• AIM OF THE EXERCISE: Rewrite each of the following items with "white sheep" replaced by "sheep" and everything else unchanged. Leave the pictures out of your answer.
___ DATASET RECORDS ___
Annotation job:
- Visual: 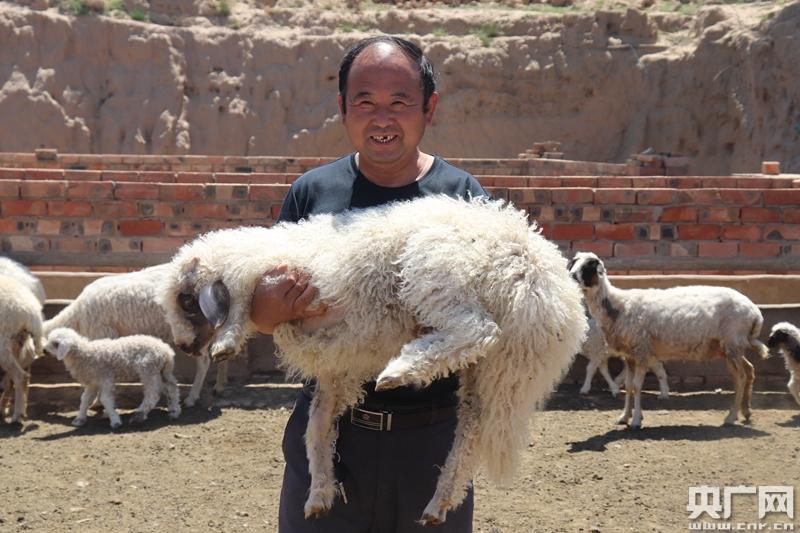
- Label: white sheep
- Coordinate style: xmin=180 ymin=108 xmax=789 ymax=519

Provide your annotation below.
xmin=0 ymin=275 xmax=42 ymax=424
xmin=44 ymin=265 xmax=228 ymax=407
xmin=570 ymin=252 xmax=767 ymax=428
xmin=580 ymin=318 xmax=669 ymax=400
xmin=767 ymin=322 xmax=800 ymax=405
xmin=160 ymin=196 xmax=586 ymax=523
xmin=44 ymin=328 xmax=181 ymax=429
___
• FINISHED EXERCISE:
Annotation job:
- Visual: 
- Label: sheep
- Coordinate style: xmin=180 ymin=108 xmax=789 ymax=519

Provide your annotation below.
xmin=0 ymin=275 xmax=42 ymax=424
xmin=44 ymin=265 xmax=228 ymax=407
xmin=570 ymin=252 xmax=767 ymax=428
xmin=580 ymin=318 xmax=669 ymax=400
xmin=767 ymin=322 xmax=800 ymax=405
xmin=160 ymin=196 xmax=586 ymax=523
xmin=44 ymin=328 xmax=181 ymax=429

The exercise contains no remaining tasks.